**DIRECTIONS**:
Starting at the line that contains "the girl's eye", please transcribe every line through the end of the entries, exactly and with no pictures.

[Opening RECORD EXCERPTS section]

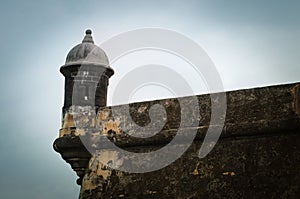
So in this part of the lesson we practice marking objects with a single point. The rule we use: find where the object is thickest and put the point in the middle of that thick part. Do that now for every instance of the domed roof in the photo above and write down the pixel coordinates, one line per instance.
(87, 53)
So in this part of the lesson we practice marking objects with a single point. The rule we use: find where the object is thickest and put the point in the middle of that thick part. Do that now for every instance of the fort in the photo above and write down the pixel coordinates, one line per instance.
(256, 156)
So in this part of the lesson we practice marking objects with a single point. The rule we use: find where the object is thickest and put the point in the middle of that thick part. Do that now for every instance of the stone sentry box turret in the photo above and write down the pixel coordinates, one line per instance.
(257, 155)
(87, 74)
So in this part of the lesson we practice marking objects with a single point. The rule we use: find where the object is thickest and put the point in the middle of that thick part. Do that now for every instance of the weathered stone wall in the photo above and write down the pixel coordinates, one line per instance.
(257, 155)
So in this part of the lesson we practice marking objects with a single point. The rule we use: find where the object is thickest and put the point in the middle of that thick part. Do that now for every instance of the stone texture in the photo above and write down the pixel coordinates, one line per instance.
(257, 155)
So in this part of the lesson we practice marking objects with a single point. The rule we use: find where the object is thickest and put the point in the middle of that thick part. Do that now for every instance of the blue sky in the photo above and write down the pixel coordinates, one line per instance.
(252, 43)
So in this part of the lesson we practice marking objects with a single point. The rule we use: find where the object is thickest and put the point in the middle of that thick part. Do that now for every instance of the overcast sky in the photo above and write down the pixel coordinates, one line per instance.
(252, 43)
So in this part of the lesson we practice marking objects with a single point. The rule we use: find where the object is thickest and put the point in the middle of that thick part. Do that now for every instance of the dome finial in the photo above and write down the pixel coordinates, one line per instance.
(88, 37)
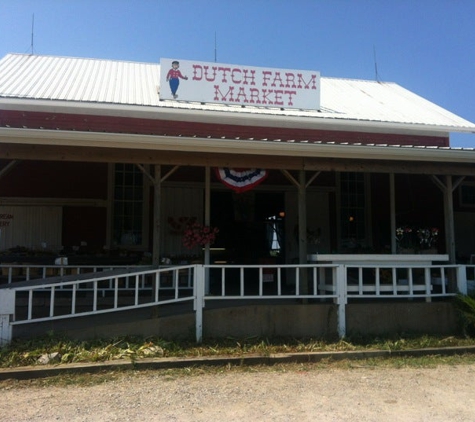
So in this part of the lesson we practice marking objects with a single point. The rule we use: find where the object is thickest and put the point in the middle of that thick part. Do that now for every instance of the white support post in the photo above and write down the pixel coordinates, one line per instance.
(7, 312)
(341, 300)
(199, 289)
(461, 279)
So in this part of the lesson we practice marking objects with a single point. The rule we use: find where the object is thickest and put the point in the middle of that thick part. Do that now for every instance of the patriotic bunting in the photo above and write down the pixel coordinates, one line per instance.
(240, 180)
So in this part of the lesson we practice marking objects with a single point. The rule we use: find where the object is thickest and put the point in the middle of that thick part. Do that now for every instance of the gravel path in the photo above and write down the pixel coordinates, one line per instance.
(290, 393)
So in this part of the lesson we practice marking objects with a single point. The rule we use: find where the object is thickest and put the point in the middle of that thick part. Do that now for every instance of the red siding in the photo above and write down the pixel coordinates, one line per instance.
(39, 179)
(36, 120)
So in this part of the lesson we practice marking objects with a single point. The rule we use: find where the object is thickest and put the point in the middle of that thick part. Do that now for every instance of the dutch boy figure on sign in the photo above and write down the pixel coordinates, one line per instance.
(173, 77)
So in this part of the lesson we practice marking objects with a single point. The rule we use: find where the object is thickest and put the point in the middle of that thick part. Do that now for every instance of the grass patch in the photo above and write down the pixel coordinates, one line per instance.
(27, 352)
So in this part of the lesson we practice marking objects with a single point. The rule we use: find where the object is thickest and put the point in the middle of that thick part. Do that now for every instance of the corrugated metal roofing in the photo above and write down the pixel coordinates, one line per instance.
(112, 83)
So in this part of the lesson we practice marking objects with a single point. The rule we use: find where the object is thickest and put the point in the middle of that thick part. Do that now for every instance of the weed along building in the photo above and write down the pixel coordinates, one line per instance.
(239, 200)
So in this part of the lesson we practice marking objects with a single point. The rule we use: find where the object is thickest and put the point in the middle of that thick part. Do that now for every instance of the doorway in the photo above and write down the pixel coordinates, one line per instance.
(251, 227)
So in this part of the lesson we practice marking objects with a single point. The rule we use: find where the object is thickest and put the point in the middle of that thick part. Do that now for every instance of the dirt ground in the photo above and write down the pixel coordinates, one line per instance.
(289, 393)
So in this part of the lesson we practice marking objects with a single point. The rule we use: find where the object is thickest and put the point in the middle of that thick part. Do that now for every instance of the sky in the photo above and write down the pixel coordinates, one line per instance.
(426, 46)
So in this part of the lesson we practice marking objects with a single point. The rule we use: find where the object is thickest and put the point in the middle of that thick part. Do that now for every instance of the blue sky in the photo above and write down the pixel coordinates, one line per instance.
(427, 46)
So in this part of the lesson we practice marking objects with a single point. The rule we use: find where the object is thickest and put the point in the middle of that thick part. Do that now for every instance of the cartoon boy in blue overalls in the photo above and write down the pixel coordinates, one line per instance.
(173, 76)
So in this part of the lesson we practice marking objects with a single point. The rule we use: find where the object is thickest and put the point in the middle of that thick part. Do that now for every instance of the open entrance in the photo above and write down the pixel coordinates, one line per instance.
(251, 227)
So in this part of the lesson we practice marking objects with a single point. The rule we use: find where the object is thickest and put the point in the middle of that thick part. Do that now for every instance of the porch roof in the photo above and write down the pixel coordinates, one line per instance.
(120, 88)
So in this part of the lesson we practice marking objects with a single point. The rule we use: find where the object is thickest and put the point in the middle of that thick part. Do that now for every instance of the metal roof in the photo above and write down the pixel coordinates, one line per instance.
(111, 84)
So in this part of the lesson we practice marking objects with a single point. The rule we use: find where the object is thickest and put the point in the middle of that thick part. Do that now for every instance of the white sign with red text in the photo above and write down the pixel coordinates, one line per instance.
(239, 85)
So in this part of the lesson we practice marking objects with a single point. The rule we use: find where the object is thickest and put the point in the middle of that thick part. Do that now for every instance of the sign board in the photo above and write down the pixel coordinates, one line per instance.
(205, 82)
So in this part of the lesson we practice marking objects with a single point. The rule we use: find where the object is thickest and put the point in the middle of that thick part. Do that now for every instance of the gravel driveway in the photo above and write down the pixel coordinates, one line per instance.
(287, 393)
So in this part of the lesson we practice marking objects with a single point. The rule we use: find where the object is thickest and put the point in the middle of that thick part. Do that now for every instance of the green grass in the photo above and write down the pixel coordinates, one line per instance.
(27, 352)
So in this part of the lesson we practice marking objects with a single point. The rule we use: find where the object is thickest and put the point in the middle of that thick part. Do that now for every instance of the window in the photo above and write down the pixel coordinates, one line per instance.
(128, 206)
(352, 210)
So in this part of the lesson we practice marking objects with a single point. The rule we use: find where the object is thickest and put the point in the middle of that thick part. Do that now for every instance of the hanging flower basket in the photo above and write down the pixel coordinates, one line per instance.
(199, 235)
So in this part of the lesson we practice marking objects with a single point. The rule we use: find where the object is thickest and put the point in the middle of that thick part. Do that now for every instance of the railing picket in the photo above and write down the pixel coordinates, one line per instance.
(377, 281)
(223, 282)
(116, 292)
(315, 281)
(73, 301)
(297, 281)
(157, 286)
(30, 304)
(241, 280)
(94, 299)
(137, 281)
(279, 281)
(51, 301)
(261, 287)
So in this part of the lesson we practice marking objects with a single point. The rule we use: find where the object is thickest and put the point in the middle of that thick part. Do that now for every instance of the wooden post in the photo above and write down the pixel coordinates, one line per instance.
(302, 200)
(207, 222)
(449, 219)
(392, 211)
(157, 199)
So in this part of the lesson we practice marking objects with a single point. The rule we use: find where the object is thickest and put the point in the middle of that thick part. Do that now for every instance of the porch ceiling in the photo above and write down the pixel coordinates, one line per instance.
(31, 144)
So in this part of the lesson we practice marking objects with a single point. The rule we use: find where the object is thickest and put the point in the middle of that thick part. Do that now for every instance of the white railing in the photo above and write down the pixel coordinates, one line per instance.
(121, 289)
(45, 300)
(24, 272)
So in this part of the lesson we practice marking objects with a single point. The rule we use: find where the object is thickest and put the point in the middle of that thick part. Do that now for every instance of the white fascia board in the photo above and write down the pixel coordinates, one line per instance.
(240, 117)
(233, 146)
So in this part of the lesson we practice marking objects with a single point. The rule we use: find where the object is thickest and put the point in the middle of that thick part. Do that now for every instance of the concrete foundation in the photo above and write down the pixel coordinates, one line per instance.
(259, 320)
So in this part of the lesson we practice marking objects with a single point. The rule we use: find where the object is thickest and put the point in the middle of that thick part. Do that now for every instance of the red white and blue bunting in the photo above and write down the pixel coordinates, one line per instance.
(241, 180)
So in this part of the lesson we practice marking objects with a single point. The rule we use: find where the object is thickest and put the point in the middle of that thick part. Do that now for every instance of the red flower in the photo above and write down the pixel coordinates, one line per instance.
(197, 234)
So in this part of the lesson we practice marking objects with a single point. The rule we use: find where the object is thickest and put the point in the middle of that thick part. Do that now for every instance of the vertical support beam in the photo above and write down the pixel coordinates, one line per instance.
(461, 279)
(302, 199)
(341, 300)
(7, 313)
(157, 201)
(199, 286)
(392, 211)
(207, 221)
(449, 219)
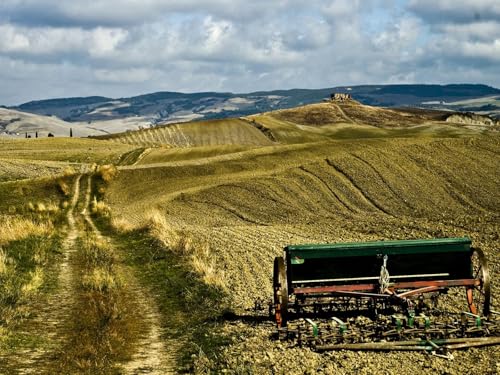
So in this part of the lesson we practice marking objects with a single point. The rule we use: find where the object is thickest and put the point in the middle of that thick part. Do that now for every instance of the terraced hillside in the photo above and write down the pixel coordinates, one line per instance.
(248, 205)
(229, 195)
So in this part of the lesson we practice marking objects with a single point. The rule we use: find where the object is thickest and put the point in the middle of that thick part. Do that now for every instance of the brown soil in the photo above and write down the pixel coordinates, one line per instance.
(351, 191)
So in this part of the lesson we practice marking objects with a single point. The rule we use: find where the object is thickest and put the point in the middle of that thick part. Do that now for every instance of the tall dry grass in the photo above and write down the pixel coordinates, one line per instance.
(99, 258)
(107, 172)
(121, 225)
(197, 251)
(99, 207)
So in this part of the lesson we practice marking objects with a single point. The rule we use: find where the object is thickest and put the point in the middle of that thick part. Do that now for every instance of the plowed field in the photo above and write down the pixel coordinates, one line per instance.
(250, 206)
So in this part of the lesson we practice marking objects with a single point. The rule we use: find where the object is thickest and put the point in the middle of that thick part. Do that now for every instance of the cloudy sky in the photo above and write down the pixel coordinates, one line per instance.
(119, 48)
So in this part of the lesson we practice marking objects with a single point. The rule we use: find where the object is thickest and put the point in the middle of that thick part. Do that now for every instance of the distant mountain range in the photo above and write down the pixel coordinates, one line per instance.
(164, 107)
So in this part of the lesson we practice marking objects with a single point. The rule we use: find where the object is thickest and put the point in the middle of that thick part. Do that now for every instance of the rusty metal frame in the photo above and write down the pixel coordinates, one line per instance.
(368, 289)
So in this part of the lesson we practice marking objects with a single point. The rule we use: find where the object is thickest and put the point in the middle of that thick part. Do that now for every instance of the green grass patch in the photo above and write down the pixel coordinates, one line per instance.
(190, 309)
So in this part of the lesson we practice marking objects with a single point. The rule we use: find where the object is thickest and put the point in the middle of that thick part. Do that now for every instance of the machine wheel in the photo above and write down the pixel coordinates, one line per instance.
(280, 292)
(478, 297)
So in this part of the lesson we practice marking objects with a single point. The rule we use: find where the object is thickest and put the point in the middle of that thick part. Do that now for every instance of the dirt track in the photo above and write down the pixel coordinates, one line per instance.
(371, 191)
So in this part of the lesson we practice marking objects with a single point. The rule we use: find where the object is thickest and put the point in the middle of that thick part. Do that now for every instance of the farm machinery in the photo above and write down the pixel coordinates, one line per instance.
(385, 295)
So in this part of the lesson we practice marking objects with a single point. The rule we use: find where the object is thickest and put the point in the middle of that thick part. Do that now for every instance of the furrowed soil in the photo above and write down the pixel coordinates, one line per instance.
(249, 207)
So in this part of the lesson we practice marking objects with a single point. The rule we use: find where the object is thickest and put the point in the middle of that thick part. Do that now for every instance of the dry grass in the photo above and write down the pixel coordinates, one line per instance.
(107, 172)
(17, 228)
(4, 260)
(201, 258)
(34, 284)
(203, 133)
(100, 280)
(99, 208)
(121, 225)
(99, 259)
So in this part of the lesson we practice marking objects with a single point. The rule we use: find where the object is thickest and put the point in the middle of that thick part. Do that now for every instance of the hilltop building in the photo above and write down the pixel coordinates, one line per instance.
(338, 96)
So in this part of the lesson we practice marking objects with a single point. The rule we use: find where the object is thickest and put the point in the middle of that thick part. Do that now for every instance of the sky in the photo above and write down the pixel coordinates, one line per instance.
(121, 48)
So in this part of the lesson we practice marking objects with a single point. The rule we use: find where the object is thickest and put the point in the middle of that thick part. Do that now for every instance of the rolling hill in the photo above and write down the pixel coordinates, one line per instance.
(174, 107)
(310, 123)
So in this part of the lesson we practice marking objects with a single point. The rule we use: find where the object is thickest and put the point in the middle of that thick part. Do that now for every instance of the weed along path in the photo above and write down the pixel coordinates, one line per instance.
(49, 326)
(98, 319)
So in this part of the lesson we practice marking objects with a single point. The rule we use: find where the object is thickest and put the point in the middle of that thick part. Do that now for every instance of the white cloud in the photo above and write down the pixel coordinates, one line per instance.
(118, 48)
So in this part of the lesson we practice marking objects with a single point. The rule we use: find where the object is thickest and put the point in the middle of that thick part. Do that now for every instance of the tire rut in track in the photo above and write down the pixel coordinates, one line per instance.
(347, 179)
(52, 313)
(150, 354)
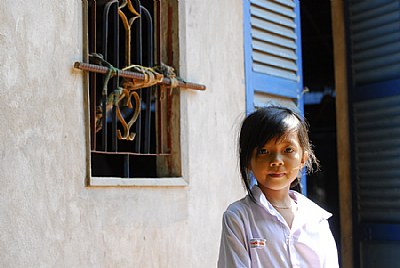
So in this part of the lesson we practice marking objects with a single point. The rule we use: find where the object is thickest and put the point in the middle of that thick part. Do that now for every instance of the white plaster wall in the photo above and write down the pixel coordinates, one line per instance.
(48, 218)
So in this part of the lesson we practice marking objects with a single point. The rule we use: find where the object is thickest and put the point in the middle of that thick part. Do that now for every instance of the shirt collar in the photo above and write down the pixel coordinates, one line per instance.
(306, 208)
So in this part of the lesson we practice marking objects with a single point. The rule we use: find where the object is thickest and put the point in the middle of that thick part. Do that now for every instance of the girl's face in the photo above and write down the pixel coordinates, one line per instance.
(277, 164)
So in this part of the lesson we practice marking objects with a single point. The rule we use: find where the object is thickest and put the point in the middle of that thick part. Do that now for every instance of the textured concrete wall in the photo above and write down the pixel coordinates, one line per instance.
(48, 218)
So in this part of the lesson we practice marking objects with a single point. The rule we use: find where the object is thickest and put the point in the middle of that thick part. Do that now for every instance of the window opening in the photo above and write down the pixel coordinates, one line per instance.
(130, 89)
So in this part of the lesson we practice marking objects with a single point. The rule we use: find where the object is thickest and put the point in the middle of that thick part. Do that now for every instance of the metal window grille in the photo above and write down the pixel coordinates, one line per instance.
(133, 109)
(128, 127)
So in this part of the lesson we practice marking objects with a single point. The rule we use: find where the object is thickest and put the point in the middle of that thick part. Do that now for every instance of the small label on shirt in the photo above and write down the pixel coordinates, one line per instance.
(257, 243)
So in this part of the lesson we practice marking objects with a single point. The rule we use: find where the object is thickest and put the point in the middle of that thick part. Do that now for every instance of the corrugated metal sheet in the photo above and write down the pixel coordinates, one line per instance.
(274, 38)
(375, 37)
(377, 150)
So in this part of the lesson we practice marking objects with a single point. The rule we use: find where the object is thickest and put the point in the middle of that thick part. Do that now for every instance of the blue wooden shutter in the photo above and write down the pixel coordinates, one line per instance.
(374, 34)
(272, 51)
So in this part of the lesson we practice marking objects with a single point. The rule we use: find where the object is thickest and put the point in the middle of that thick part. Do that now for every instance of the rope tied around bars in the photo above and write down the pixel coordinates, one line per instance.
(122, 96)
(151, 77)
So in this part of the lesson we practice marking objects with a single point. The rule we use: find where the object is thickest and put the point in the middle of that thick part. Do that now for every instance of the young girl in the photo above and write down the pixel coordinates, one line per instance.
(274, 226)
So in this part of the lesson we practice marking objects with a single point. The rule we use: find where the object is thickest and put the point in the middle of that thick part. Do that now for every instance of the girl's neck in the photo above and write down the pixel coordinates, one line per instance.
(278, 198)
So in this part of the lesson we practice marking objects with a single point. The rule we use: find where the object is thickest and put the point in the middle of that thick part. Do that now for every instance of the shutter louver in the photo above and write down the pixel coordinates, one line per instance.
(273, 38)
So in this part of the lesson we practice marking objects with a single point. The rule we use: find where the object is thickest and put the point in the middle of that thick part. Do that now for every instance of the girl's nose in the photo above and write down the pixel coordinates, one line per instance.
(276, 162)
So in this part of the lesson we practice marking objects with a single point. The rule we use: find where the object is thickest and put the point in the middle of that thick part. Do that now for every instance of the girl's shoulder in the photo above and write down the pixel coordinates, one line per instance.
(308, 207)
(241, 206)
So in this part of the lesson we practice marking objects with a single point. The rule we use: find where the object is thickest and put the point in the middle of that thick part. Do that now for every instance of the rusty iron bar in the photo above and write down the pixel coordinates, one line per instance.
(135, 76)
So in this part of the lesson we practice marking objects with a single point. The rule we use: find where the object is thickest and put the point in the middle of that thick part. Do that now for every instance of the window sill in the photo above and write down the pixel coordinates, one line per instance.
(137, 182)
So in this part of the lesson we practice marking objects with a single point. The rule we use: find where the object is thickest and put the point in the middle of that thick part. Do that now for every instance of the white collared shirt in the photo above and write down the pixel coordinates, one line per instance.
(256, 235)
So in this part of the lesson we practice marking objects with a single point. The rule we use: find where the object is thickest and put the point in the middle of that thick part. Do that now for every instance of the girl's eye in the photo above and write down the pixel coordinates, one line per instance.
(289, 150)
(262, 151)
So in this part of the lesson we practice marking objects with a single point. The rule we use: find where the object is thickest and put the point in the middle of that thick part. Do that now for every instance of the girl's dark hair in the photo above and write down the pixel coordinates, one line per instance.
(266, 124)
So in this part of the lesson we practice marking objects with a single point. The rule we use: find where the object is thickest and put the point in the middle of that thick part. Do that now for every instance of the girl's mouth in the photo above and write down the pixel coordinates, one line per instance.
(276, 175)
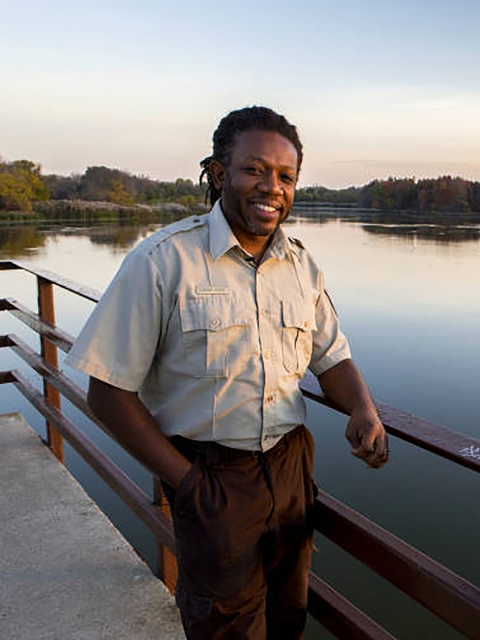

[Closing RECORD EXCERPTS section]

**PROBLEM SOLUTION**:
So in this part of the lesson we practice marking objects with a single point. The rule we use: find where the object is thickest and put the point in the middle of that thick part. Do that now for every instance of the girl's eye in the photo above and write down the pixel coordinates, one line per instance.
(289, 150)
(262, 151)
So in this part of the lesson we practice marking objects with a single point. The rule we use: find where the object is thickest and put the point in the middle of that thick part. Do that now for every instance of the girl's dark hair in the photo above and write down the pixel coordinates, one line per instance.
(266, 124)
So in this part of the lesson we practice marking objects with a single point. The rule we use: find where the object is thickest and put the point in the middle of that thick part. Do that now for every instance of the girl's mouth in the photo above and write down the pixel coordinates, one line per instance.
(276, 175)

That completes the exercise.